───── FRAGMENTO DE ORIGEN

El segundo de los hijos de Pedro González fue Álvaro Pérez de Lara, más gris que sus hermanos, pero con ellos metido en la piña de la poderosa familia que durante un siglo llevó las riendas castellanas. Tuvo ciertos cargos en las cortes de Alfonso VII y de Sancho III, y murió en 1172. Sus hermanos se distribuirían el reino en zonas de clara influencia, y así mientras el cabeza de grupo, don Nuño Pérez, abarcaba la Castilla Vieja con las tierras de Bureba, Oca, Lara y muchos otros alfoces en Castilla y en Tierra de Campos, el otro de los hermanos, don Manrique, extendió su área de dominio por la Extremadura y la Transierra, en contacto permanente con la frontera de los moros.

──────────
───── DATOS EXTRAÍDOS

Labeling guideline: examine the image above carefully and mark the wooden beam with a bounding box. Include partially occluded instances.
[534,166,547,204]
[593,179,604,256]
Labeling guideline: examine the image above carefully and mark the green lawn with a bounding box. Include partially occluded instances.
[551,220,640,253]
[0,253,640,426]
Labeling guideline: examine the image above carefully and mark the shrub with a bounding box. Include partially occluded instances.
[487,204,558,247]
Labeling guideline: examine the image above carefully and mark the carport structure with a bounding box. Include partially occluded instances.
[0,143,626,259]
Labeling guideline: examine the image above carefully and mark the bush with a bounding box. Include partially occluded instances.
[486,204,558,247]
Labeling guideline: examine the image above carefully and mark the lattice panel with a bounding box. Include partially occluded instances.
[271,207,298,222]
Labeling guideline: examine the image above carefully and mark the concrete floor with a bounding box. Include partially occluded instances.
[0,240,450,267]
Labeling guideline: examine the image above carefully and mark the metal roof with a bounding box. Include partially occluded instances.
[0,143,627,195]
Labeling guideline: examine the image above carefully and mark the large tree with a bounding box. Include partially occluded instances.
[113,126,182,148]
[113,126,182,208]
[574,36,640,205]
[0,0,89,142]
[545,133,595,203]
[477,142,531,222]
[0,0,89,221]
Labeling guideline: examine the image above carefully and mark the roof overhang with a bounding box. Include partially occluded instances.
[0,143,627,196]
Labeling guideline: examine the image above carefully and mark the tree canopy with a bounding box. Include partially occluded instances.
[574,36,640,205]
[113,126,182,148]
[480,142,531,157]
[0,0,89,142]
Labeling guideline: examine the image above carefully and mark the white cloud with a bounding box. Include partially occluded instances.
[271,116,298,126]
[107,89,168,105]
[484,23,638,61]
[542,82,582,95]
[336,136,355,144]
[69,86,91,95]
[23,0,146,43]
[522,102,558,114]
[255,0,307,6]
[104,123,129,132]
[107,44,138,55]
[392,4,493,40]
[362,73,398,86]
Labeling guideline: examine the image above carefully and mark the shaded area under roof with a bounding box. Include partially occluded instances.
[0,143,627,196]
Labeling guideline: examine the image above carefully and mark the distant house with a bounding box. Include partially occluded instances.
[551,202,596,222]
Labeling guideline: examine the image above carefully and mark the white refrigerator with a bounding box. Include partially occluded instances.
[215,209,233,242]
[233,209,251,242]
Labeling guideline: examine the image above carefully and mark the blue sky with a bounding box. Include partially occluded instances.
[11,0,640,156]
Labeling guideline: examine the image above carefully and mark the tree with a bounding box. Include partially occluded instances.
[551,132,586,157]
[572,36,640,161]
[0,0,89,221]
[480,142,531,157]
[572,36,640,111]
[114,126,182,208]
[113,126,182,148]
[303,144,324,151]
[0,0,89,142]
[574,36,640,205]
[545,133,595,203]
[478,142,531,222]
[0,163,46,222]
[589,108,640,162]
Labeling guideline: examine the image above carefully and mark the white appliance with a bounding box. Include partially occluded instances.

──────────

→ **CONSIGNAS DEL EJERCICIO**:
1) Resume en menos palabras el párrafo del fragmento que comienza con "El segundo de los hijos de Pedro González", conservando sus datos principales.
2) Actualiza la parte del fragmento que se abre con las palabras que contienen "El segundo de" y se cierra con "de los moros.", sustituyendo "la frontera de los moros" por "la frontera musulmana".

→ **RESULTADOS EN ORDEN**:
1) Álvaro Pérez de Lara, segundo hijo de Pedro González, tuvo menos relieve que sus hermanos, aunque formó parte con ellos de la poderosa familia que dirigió Castilla durante un siglo. Ocupó algunos cargos en las cortes de Alfonso VII y Sancho III y murió en 1172. Sus hermanos se repartieron el reino por zonas de influencia. Don Nuño Pérez, cabeza del grupo, dominó Castilla la Vieja, con Bureba, Oca, Lara y otros alfoces de Castilla y Tierra de Campos. Don Manrique se extendió por la Extremadura y la Transierra, junto a la frontera de los moros.

2)
El segundo de los hijos de Pedro González fue Álvaro Pérez de Lara, más gris que sus hermanos, pero con ellos metido en la piña de la poderosa familia que durante un siglo llevó las riendas castellanas. Tuvo ciertos cargos en las cortes de Alfonso VII y de Sancho III, y murió en 1172. Sus hermanos se distribuirían el reino en zonas de clara influencia, y así mientras el cabeza de grupo, don Nuño Pérez, abarcaba la Castilla Vieja con las tierras de Bureba, Oca, Lara y muchos otros alfoces en Castilla y en Tierra de Campos, el otro de los hermanos, don Manrique, extendió su área de dominio por la Extremadura y la Transierra, en contacto permanente con la frontera musulmana.